YOUR INSTRUCTIONS -
Can you copy out the data exactly? Leave the images out.

* * * * * * * * *

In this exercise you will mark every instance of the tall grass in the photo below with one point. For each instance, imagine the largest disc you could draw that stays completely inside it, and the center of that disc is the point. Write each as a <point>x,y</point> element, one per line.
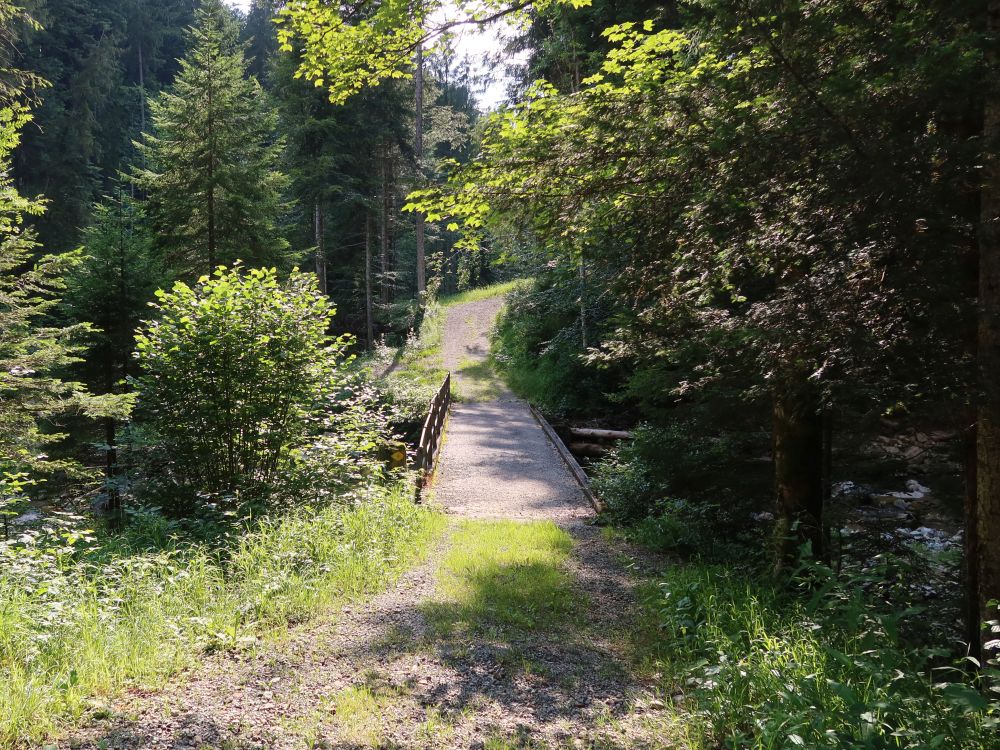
<point>763,670</point>
<point>503,575</point>
<point>484,292</point>
<point>74,628</point>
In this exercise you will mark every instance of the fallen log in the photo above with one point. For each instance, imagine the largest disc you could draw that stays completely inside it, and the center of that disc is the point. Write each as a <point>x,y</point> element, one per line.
<point>593,450</point>
<point>595,434</point>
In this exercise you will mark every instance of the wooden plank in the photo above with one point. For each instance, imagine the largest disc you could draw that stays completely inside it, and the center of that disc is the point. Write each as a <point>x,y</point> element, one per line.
<point>567,457</point>
<point>594,450</point>
<point>595,434</point>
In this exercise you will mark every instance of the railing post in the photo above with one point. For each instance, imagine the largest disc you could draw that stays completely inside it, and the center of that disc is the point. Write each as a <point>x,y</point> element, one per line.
<point>430,435</point>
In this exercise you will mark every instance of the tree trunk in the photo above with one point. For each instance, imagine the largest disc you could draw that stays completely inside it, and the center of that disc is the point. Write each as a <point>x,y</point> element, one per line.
<point>369,322</point>
<point>318,229</point>
<point>987,511</point>
<point>386,220</point>
<point>798,468</point>
<point>418,148</point>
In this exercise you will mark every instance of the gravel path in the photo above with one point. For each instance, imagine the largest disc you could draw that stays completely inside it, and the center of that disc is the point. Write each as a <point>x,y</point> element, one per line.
<point>496,462</point>
<point>379,675</point>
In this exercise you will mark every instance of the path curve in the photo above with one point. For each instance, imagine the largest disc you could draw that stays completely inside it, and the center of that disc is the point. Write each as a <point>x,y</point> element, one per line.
<point>570,688</point>
<point>496,461</point>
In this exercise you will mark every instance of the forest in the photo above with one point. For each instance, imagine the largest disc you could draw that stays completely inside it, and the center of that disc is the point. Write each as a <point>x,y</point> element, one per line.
<point>735,264</point>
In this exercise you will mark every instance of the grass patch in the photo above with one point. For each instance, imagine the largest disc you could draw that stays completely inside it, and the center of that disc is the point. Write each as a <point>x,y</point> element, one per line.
<point>761,668</point>
<point>484,292</point>
<point>504,575</point>
<point>478,381</point>
<point>75,626</point>
<point>358,716</point>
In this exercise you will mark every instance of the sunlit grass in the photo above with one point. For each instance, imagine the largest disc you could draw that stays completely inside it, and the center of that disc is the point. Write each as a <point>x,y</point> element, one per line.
<point>358,716</point>
<point>70,632</point>
<point>501,575</point>
<point>483,292</point>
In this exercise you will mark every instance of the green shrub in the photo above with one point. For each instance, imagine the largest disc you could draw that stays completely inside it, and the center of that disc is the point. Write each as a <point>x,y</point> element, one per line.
<point>763,669</point>
<point>81,618</point>
<point>538,349</point>
<point>674,487</point>
<point>235,370</point>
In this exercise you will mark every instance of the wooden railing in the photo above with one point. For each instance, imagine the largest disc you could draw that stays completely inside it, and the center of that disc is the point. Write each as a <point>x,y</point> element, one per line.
<point>430,436</point>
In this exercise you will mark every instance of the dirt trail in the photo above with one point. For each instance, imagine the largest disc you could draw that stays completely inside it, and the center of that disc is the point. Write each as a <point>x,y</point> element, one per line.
<point>407,685</point>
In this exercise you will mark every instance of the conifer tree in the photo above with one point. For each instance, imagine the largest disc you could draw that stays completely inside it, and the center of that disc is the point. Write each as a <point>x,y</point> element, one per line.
<point>33,352</point>
<point>211,161</point>
<point>112,288</point>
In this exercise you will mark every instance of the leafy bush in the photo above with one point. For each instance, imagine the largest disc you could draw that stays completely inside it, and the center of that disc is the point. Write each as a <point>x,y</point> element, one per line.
<point>234,371</point>
<point>673,486</point>
<point>412,374</point>
<point>538,349</point>
<point>766,670</point>
<point>81,617</point>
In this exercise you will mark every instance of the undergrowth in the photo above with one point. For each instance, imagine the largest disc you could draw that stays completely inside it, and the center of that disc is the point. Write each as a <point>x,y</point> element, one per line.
<point>484,292</point>
<point>760,667</point>
<point>81,619</point>
<point>503,575</point>
<point>412,374</point>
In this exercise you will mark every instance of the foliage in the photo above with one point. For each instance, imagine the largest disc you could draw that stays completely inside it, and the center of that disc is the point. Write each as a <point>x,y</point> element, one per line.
<point>347,48</point>
<point>411,374</point>
<point>103,58</point>
<point>761,669</point>
<point>236,370</point>
<point>112,286</point>
<point>210,164</point>
<point>81,618</point>
<point>33,353</point>
<point>502,289</point>
<point>538,347</point>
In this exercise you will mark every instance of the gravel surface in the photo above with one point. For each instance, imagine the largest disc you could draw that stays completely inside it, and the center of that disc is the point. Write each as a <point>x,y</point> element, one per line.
<point>466,340</point>
<point>574,688</point>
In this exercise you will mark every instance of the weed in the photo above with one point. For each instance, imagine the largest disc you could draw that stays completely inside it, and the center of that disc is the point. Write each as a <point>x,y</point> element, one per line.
<point>485,292</point>
<point>76,627</point>
<point>358,716</point>
<point>501,575</point>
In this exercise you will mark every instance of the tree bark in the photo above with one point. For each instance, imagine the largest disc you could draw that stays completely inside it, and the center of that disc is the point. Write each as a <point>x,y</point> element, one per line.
<point>418,149</point>
<point>798,467</point>
<point>386,271</point>
<point>987,510</point>
<point>318,228</point>
<point>369,321</point>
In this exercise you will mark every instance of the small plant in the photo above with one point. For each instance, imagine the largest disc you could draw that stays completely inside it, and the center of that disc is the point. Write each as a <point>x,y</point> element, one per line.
<point>766,669</point>
<point>233,369</point>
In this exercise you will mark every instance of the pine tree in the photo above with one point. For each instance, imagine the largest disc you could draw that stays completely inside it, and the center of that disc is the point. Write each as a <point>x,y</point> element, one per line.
<point>33,353</point>
<point>211,162</point>
<point>112,288</point>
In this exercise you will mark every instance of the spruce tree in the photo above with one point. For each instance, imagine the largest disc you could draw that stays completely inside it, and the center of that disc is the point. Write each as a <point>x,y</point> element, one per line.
<point>112,288</point>
<point>211,161</point>
<point>33,352</point>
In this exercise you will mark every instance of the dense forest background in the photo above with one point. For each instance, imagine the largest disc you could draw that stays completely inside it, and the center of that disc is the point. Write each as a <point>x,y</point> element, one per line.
<point>759,239</point>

* * * * * * * * *

COMPLETE ANSWER -
In this exercise you will mark every instance of the tall grass in the photo below with one point. For each instance, imagine the largest disc you could draw that stays completely inside it, and the center of that disc is the point. Write each as a <point>x,y</point> element, one per line.
<point>763,670</point>
<point>503,575</point>
<point>484,292</point>
<point>74,628</point>
In this exercise you will mark every instance of the fallen log in the photo above with one point. For each instance, imagine the largest disc you could draw that stays completely inside it, and the center of that disc is the point. Write each as a <point>x,y</point> element, one per line.
<point>593,450</point>
<point>595,434</point>
In this exercise you will mark every instance of the wooden plank in the photo above with one point. For each instance, imagine the largest disc you could draw that stays completely inside it, and the center of that disc is the point. Write each as a <point>x,y</point> element, one per line.
<point>567,457</point>
<point>594,450</point>
<point>595,434</point>
In this exercise you will mark every instance of the railing post in the photo above with one point. For each instance, imagine the largest disc you could draw that stays completely inside it, and the center of that disc is the point. Write each as a <point>x,y</point> element, one per line.
<point>430,435</point>
In this exercise you will mark every instance of the tree trunk in the photo above with one point. For each instance, imagine the largest disc you could draw that stays completely inside it, and the center of that disc is the point. Write each as a <point>x,y</point> element, one per line.
<point>369,322</point>
<point>318,229</point>
<point>987,511</point>
<point>386,220</point>
<point>798,468</point>
<point>418,148</point>
In this exercise you will mark every instance of the gravel path in the photo above with one point. For each instance, imagine the largest disc you could draw that stays completely inside it, and the center of that disc is the point. Write each as a <point>x,y</point> element, one per line.
<point>496,462</point>
<point>379,675</point>
In this exercise you will mark every instance of the path curve in the photo above with one point. For each instance, imagine the largest disc you could draw that stays completely inside it, and the center of that disc is the point. Write each as a <point>x,y</point> element, one per line.
<point>570,688</point>
<point>496,461</point>
In this exercise you will mark every instance of the forest in the photo above with one point. For each instance, imagine the largest disc you could draw that stays completely inside it, and the center of that disc is the point. Write each as a <point>x,y</point> element, one per line.
<point>735,264</point>
In this exercise you will mark every instance of the grass patch in the photo above with one point. For each instance, imagine the largest disc you could draw that stays completely inside it, and the center of that disc is the point. Write each as a <point>x,y</point> element, one per line.
<point>761,668</point>
<point>484,292</point>
<point>504,575</point>
<point>478,381</point>
<point>75,626</point>
<point>358,716</point>
In this exercise you will mark every instance of the sunlit grass in the photo above with one point. For each instance, imagine the largest disc you could draw that stays completely inside it, and the center of that disc is the point. Write each as a <point>x,y</point> element, one per line.
<point>358,716</point>
<point>70,632</point>
<point>501,575</point>
<point>483,292</point>
In this exercise you will mark every instance of the green shrub in the photo above with one point. For each instance, imagine the largest disc you could draw that stays completely inside it, and the center of that disc is the point. Write each as a <point>x,y</point> element, one per line.
<point>763,669</point>
<point>81,618</point>
<point>538,349</point>
<point>674,487</point>
<point>235,370</point>
In this exercise you will mark every instance of the wooden railing in the photo above with one point. For each instance, imagine the largest disc you could draw that stays completely inside it, and the center of that disc is the point. Write each as a <point>x,y</point> element, one per line.
<point>430,436</point>
In this exercise you will mark every instance of the dirt trail in the photo above with one point. For each instance, imagine the largest disc you could draw that stays completely inside it, and the center of that disc is the point. Write each as a <point>x,y</point> element, one per line.
<point>407,685</point>
In this exercise you will mark every instance of the conifer tree in the photo above with one point. For each instance, imagine the largest disc you could draw that stays completely inside it, and the center of that disc is the point. Write each as a <point>x,y</point> element, one per line.
<point>33,352</point>
<point>211,161</point>
<point>112,288</point>
In this exercise you will mark every instance of the leafy bush in the photo above with one point. For each instance, imagine the largest disc you could draw that stays completely inside it, and the center of that disc is the point. Write each as a <point>x,y</point> element, one per line.
<point>234,371</point>
<point>673,486</point>
<point>412,374</point>
<point>538,349</point>
<point>766,670</point>
<point>81,617</point>
In this exercise you will mark every instance of the undergrowth in the photo above with one point. For each instance, imagine the largest disc you could draw that stays completely inside it, and the center of that disc is the point. Write each as a <point>x,y</point> element, one per line.
<point>484,292</point>
<point>760,667</point>
<point>81,619</point>
<point>503,575</point>
<point>412,374</point>
In this exercise you will mark every instance of the foliage in the photo above with one point. For each instance, imagine the largest disc you could draw that stays completely inside it, and the center of that disc is the point. Write each as a <point>x,y</point> element, one per line.
<point>347,48</point>
<point>411,374</point>
<point>103,58</point>
<point>761,669</point>
<point>236,370</point>
<point>112,286</point>
<point>210,164</point>
<point>81,618</point>
<point>33,353</point>
<point>502,289</point>
<point>538,347</point>
In this exercise you will mark every instance of the gravel surface in the photo above with one point. For each instance, imagine the largest disc you could draw that stays completely inside it, and the center of that disc is the point. Write each as a <point>x,y</point> element, one per line.
<point>466,340</point>
<point>574,688</point>
In this exercise you will mark every instance of the weed in the photo above with one point. For each instance, imagine the largest disc you could draw that stays completely inside it, and the center of that disc is the point. Write each as a <point>x,y</point> element, one per line.
<point>485,292</point>
<point>76,627</point>
<point>358,716</point>
<point>501,575</point>
In this exercise you will mark every instance of the tree bark in the photo above with one point. For each instance, imagine the largest disc you could draw that stays completely inside it, and the center of that disc is the point. Write each as a <point>x,y</point> element, one per line.
<point>418,149</point>
<point>798,467</point>
<point>386,271</point>
<point>987,510</point>
<point>318,228</point>
<point>369,321</point>
In this exercise you will mark every instance of the small plant in the photo above with one point. For each instance, imagine the largest disc you could draw that stays completely inside it, and the center of that disc is the point. Write each as a <point>x,y</point> element, one per line.
<point>766,669</point>
<point>233,369</point>
In this exercise you will mark every instance of the pine tree in the photo above with one point. For each instance, imagine the largest disc you could draw that stays completely inside it, and the center of that disc is the point. Write each as a <point>x,y</point> element, one per line.
<point>33,353</point>
<point>211,162</point>
<point>112,288</point>
In this exercise you will mark every instance of the spruce tree in the photo above with one point. For each instance, imagine the largest disc you could draw that stays completely inside it, and the center of that disc is the point. Write each as a <point>x,y</point> element, one per line.
<point>112,288</point>
<point>211,161</point>
<point>33,352</point>
In this exercise you will mark every instance of the dense forest background in the photo above with one point. For each instance, imagine the largest disc you could draw that stays completely inside it, and the center of that disc is the point. Write each as a <point>x,y</point> element, one per line.
<point>759,239</point>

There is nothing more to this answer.